» **Document text**:
Hi Jeff,
I was running 2.4.18-16um until last days and given that I use UML
more intensively from now on, I upgraded my tree to 2.4.18-29um
today. Unfortunately I noticed that some change since 16um broke my
code.
Checking all versions, I first noticed that my code was broken in
19um, when you changed some code that handles pte. In particular, in
include/asm-um/pgtable.h
--- pgtable.h.18 Thu May 23 16:46:52 2002
+++ pgtable.h.19 Thu May 23 16:46:42 2002
@@ -78,23 +78,17 @@
#define VMALLOC_VMADDR(x) ((unsigned long)(x))
#define VMALLOC_END (end_vm)
-/*
- * The 4MB page is guessing.. Detailed in the infamous "Chapter H"
- * of the Pentium details, but assuming intel did the straightforward
- * thing, this bit set in the page directory entry just means that
- * the page directory entry points directly to a 4MB-aligned block of
- * memory.

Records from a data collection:

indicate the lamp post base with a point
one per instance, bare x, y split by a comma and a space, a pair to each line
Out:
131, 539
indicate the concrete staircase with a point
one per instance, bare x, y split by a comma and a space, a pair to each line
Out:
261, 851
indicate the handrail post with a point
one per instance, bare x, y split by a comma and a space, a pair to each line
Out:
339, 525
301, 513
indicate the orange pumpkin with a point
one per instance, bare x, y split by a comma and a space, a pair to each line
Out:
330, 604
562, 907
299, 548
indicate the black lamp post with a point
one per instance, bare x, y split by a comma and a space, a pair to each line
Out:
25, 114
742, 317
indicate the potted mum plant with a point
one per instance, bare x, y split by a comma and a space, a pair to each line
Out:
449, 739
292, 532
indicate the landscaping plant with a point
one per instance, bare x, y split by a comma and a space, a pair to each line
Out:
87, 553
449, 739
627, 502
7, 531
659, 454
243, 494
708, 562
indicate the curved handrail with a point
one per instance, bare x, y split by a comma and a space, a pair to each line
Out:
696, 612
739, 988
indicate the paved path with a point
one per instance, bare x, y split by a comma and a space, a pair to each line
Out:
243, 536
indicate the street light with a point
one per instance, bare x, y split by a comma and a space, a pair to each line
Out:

» **Required tasks**:
a) In the UML email, which version did the writer upgrade the tree to?
b) Translate this sentence from the UML email into Spanish: "Unfortunately I noticed that some change since 16um broke my code."
c) Write what comes next in the UML email, picking up after its last line.

» **Responses by task**:
a) 2.4.18-29um

b) Desafortunadamente, noté que algún cambio desde 16um rompió mi código.

c)
- */
#define _PAGE_PRESENT 0x001
#define _PAGE_NEWPAGE 0x002
#define _PAGE_PROTNONE 0x004 /* If not present */
#define _PAGE_RW 0x008
#define _PAGE_USER 0x010
-#define _PAGE_PCD 0x020
-#define _PAGE_ACCESSED 0x040
-#define _PAGE_DIRTY 0x080
-#define _PAGE_NEWPROT 0x100
+#define _PAGE_ACCESSED 0x020
+#define _PAGE_DIRTY 0x040
+#define _PAGE_NEWPROT 0x080
[snip]
From the excerpt above, we can notice that you changed _PAGE_NEWPROT
from 0x100 to 0x080. Incidentally, that change's broken my code. Let
me explain. I use swap type number NUM_SWAPFILES (in my case 31) as a
virtual swap device. In fix_range() and in pte_to_swp_entry() you call
pte_mkuptodate() macro which will clean _PAGE_NEWPROT bit for the pte
we are handling. In the case _PAGE_NEWPROT is 0x080 (unlike 0x100),
pte_mkuptodate() will clean a bit that is used for my swap type, so I
end up having a swap type number 15 (not 31 like as first set). It's
obvious that swap code won't be able to recognize my swap addresses
any longer.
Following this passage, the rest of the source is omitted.